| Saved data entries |
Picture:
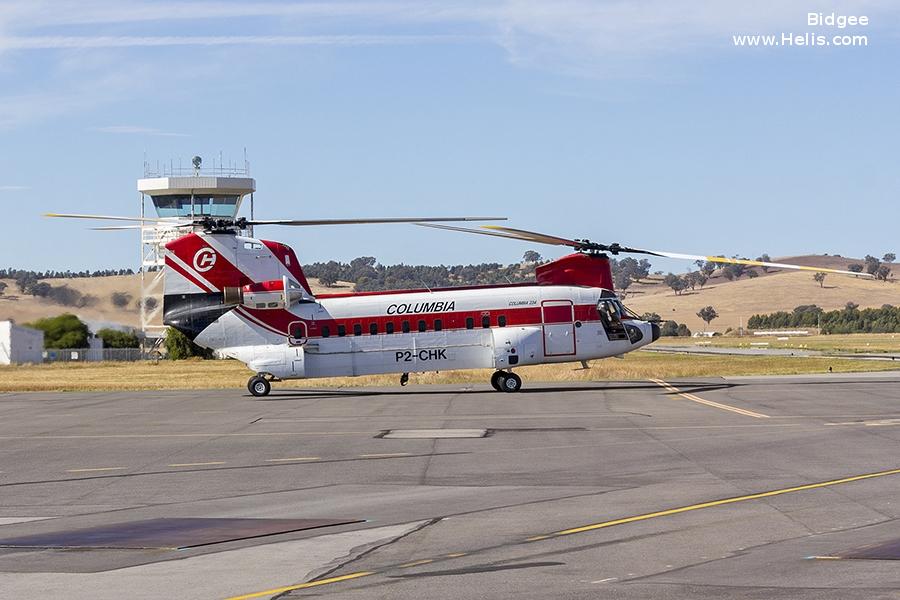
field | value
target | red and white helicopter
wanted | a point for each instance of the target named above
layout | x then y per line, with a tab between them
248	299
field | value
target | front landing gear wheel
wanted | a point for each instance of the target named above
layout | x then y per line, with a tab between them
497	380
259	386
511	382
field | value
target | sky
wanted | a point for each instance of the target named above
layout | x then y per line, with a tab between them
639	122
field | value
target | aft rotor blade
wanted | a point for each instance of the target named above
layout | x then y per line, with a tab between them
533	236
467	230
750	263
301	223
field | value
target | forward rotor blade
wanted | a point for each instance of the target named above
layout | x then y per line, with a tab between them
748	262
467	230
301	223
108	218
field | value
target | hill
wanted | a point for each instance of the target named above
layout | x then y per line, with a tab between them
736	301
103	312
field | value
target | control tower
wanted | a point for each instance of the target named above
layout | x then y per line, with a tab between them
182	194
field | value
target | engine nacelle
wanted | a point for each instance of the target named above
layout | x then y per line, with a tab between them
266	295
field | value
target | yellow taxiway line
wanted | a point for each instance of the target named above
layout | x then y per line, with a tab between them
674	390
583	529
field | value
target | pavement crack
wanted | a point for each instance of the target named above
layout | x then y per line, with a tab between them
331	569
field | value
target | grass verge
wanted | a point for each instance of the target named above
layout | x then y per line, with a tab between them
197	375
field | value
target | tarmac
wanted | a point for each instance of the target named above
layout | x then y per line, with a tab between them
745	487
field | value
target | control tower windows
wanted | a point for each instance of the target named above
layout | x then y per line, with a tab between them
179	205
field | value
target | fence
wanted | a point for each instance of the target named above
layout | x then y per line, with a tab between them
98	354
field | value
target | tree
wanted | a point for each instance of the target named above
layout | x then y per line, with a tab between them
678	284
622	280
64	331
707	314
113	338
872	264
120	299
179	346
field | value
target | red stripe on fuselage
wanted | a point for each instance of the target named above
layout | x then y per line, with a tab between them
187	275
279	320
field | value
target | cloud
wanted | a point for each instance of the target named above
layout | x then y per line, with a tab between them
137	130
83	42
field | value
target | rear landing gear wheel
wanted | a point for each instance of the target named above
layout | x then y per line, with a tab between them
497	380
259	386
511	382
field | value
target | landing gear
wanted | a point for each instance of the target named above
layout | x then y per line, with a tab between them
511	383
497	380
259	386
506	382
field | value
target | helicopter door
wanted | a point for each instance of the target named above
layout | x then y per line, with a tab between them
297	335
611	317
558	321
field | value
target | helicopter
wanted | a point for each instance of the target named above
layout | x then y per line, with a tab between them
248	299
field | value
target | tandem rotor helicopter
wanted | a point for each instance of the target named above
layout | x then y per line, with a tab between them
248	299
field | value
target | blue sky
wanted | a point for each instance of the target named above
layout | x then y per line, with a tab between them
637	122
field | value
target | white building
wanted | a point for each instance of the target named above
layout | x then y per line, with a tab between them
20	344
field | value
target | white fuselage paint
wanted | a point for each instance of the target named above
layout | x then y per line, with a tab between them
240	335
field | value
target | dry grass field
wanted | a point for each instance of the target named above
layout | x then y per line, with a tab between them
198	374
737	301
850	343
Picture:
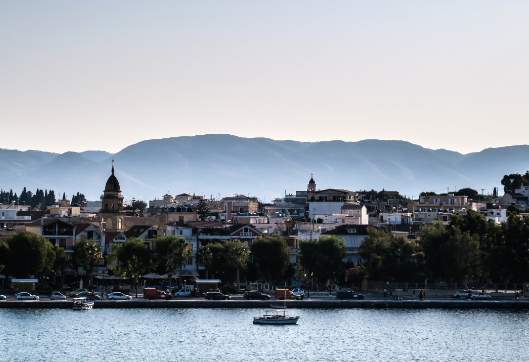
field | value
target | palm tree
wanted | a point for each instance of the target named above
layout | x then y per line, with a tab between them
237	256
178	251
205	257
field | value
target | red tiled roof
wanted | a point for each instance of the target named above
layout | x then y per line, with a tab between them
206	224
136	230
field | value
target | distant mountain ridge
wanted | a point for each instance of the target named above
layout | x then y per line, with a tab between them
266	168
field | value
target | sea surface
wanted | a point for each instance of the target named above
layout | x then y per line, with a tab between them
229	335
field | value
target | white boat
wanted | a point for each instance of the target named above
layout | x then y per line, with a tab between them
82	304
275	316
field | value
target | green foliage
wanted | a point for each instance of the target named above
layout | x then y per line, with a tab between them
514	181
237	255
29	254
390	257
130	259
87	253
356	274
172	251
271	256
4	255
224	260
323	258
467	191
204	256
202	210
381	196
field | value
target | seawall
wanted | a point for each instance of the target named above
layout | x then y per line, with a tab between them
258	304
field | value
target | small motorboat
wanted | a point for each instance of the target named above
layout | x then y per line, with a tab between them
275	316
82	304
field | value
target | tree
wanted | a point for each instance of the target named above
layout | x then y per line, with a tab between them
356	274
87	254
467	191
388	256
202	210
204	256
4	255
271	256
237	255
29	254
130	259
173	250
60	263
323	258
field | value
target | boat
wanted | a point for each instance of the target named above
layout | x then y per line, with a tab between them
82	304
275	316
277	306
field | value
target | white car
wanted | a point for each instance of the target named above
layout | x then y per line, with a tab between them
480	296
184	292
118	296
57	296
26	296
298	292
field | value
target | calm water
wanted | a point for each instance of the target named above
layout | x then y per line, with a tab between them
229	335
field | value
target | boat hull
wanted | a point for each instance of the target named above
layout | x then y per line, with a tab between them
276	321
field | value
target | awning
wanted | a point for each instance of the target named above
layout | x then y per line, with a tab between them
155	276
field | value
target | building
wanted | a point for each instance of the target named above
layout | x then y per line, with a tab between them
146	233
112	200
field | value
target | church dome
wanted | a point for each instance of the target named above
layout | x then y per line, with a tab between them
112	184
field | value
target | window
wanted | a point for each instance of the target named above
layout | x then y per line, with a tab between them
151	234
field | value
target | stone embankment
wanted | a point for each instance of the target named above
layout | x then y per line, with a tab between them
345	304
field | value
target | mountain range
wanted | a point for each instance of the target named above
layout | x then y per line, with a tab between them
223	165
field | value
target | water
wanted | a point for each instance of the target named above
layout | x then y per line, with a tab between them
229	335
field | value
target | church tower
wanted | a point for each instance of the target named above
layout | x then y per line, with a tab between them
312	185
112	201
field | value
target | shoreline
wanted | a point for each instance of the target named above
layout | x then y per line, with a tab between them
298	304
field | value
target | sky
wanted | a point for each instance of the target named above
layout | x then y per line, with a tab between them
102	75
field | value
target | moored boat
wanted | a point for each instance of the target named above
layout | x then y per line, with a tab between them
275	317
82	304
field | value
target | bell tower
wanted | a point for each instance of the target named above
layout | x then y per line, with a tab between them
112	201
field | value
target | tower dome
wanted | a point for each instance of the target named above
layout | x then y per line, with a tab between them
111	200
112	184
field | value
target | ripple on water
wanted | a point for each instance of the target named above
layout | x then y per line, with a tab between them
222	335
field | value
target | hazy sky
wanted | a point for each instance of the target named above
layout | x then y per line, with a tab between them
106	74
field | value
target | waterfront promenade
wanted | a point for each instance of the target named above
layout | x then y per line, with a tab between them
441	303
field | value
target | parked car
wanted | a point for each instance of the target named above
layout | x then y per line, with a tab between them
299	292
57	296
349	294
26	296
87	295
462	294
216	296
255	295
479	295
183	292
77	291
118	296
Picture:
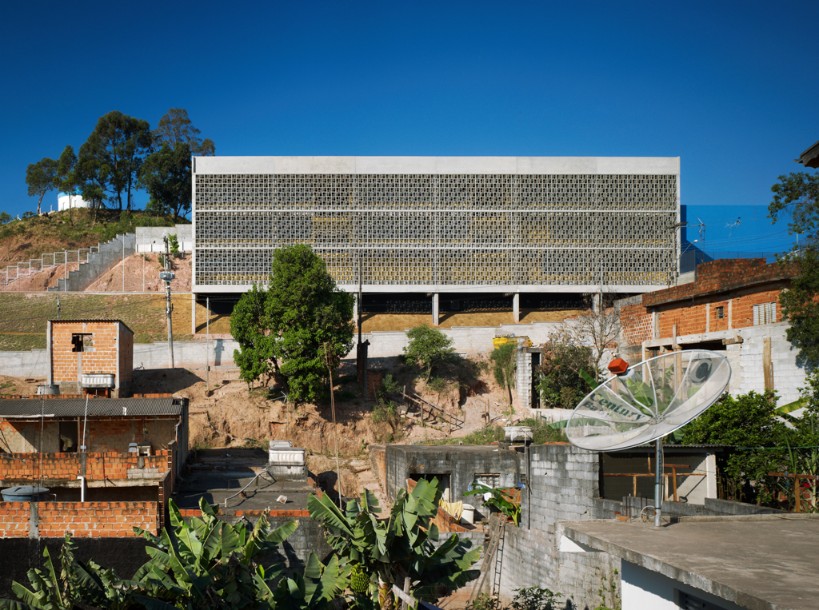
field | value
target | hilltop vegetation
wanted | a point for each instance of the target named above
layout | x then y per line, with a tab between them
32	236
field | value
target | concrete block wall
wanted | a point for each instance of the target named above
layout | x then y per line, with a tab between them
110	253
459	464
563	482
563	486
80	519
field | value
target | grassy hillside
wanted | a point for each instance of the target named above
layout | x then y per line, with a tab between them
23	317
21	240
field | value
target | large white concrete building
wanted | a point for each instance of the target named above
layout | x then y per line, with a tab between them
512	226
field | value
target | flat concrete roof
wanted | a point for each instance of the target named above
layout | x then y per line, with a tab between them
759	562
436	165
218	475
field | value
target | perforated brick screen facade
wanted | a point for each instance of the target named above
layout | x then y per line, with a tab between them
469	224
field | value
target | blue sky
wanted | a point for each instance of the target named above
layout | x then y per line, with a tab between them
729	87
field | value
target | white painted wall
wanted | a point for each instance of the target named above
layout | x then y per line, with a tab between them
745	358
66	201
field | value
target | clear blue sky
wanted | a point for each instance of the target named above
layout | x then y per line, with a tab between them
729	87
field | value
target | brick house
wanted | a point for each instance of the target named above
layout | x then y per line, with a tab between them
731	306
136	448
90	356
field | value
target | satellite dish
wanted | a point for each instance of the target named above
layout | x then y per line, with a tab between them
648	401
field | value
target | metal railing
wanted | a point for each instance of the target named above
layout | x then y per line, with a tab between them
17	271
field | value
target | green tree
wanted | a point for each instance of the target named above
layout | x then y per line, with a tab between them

* * *

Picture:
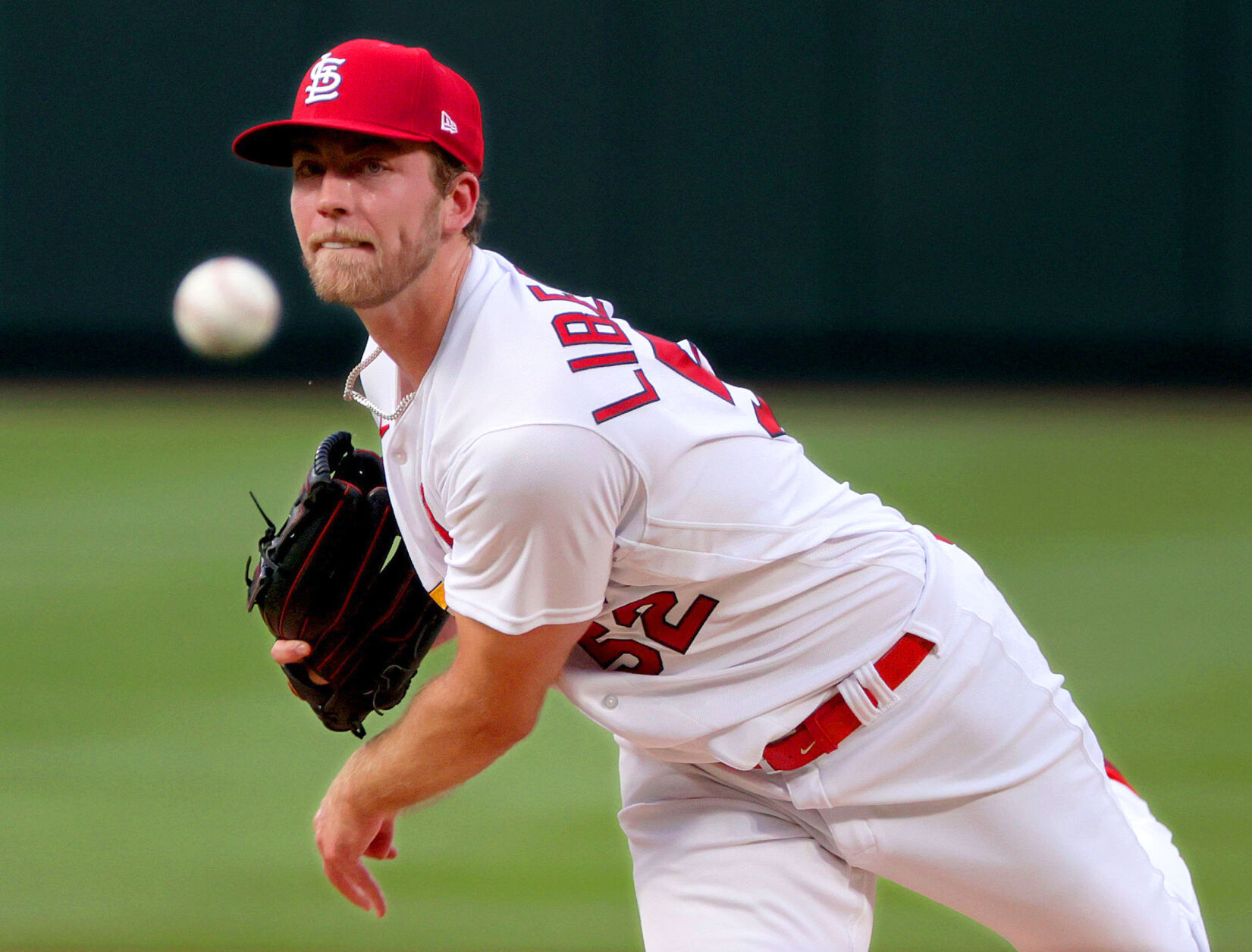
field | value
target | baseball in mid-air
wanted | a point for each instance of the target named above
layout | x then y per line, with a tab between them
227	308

--

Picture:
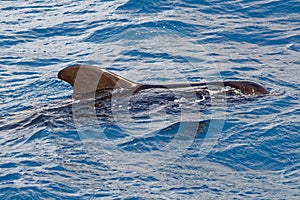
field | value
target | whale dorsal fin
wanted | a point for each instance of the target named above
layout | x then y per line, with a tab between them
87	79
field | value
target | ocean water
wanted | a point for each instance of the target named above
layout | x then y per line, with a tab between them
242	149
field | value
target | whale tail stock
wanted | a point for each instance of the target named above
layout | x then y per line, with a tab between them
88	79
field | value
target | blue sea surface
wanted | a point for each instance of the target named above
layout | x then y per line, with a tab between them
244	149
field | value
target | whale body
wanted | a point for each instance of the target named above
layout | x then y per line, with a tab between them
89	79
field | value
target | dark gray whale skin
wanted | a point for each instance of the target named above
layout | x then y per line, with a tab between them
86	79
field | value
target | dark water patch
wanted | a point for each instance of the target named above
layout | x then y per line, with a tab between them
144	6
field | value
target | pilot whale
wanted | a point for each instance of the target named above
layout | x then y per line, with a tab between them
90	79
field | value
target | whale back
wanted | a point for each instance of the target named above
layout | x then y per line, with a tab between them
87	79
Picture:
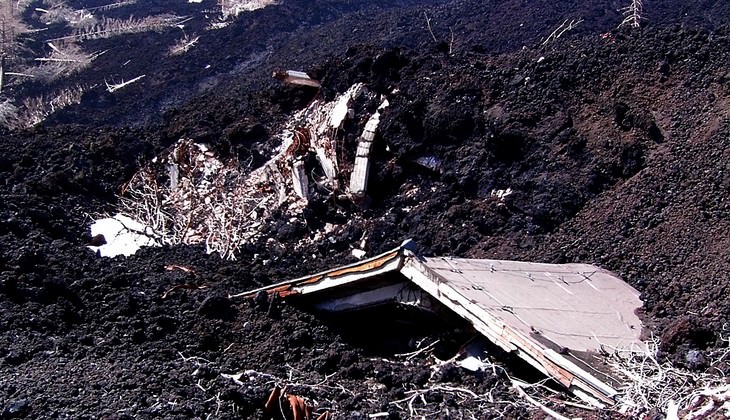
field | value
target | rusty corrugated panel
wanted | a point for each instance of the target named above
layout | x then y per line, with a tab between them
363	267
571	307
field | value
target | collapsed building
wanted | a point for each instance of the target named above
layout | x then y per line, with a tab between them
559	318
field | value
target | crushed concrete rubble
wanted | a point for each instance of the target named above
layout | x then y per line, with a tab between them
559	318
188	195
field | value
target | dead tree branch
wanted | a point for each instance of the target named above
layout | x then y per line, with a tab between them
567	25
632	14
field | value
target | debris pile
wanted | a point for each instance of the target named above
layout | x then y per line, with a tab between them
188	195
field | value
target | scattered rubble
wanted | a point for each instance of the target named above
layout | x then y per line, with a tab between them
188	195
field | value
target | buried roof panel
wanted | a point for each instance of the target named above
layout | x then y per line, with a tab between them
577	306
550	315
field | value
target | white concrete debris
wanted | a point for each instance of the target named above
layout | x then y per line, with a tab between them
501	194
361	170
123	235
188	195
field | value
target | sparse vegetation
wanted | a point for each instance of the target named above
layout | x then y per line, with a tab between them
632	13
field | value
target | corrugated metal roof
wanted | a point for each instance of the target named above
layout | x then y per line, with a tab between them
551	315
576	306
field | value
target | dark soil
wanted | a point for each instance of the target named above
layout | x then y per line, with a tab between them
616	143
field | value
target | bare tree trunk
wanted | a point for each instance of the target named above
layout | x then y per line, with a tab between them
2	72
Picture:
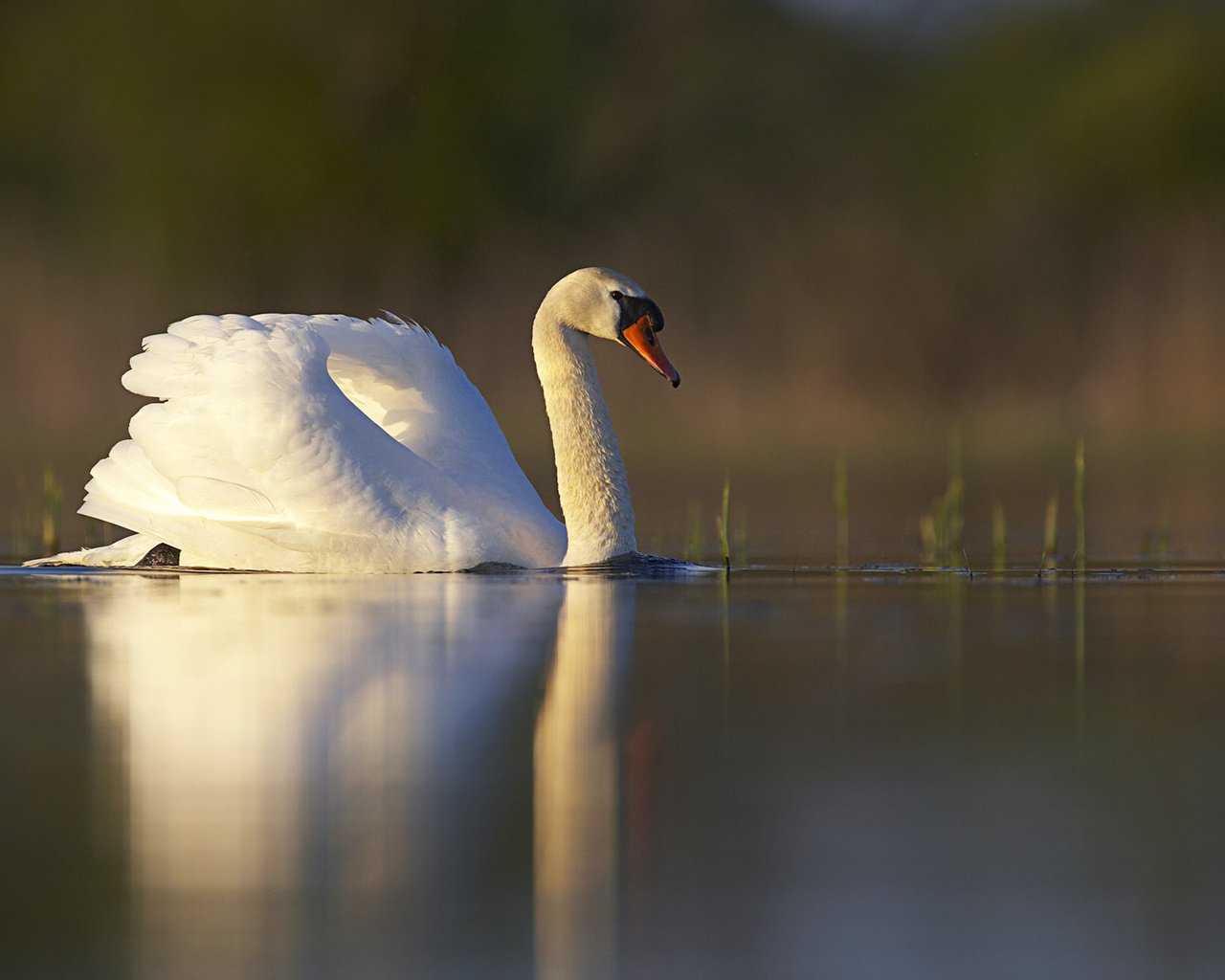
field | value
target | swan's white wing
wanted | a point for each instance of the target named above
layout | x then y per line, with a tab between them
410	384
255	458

| Try it |
Wherever "wheel" occurs in the entries above, copy the line it sits on.

| Expected answer |
target | front landing gear wheel
target | rear landing gear wheel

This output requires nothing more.